— Trecho fornecido —
Confio


Dos jornalistas que se aventuram na literatura exige-se que levem uma vida dupla,
isto é, que usem duas canetas,
uma para os romances, contos e poemas,
outra para as notícias e reportagens."

José de Broucker - jornalista francês


Confio um brinde a simplicidade!
Para que seja sempre
a melhor atitude de sofisticação.


segunda-feira, 7 de março de 2011

Prever o Previsível

Está tudo tão propositalmente igual: a abordagem, o caráter, a informação, a expressão facial! É possível prever até o discurso nas mais diversas editorias: na política, na economia, no amor, na gestão, no dia a dia, no casual. Pessoas que analiso, todo um ensaio que faço. Supreender parece não ser mais o caso.

A última causa, ao mar

Estávamos em alto mar. A noite sorria como boca, no céu milhares de estrela pontilhavam a escuridão alta e redonda e a imensidão negra, dando contorno as ondas.

— Dados armazenados —
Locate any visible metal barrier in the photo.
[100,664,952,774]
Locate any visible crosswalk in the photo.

— Detalhes da tarefa —
Por favor, resuma o trecho fornecido em três frases.

— Solução abaixo —
O trecho abre com uma citação do jornalista francês José de Broucker, segundo a qual se exige dos jornalistas que se aventuram na literatura que usem duas canetas, uma para romances, contos e poemas e outra para notícias e reportagens, seguida de um brinde à simplicidade como a melhor atitude de sofisticação. Na postagem "Prever o Previsível", de 7 de março de 2011, afirma-se que tudo está tão propositalmente igual que é possível prever até o discurso em editorias como política, economia e amor, e que surpreender parece não ser mais o caso. Por fim, o texto "A última causa, ao mar" começa descrevendo uma noite em alto mar, com milhares de estrelas pontilhando a escuridão do céu.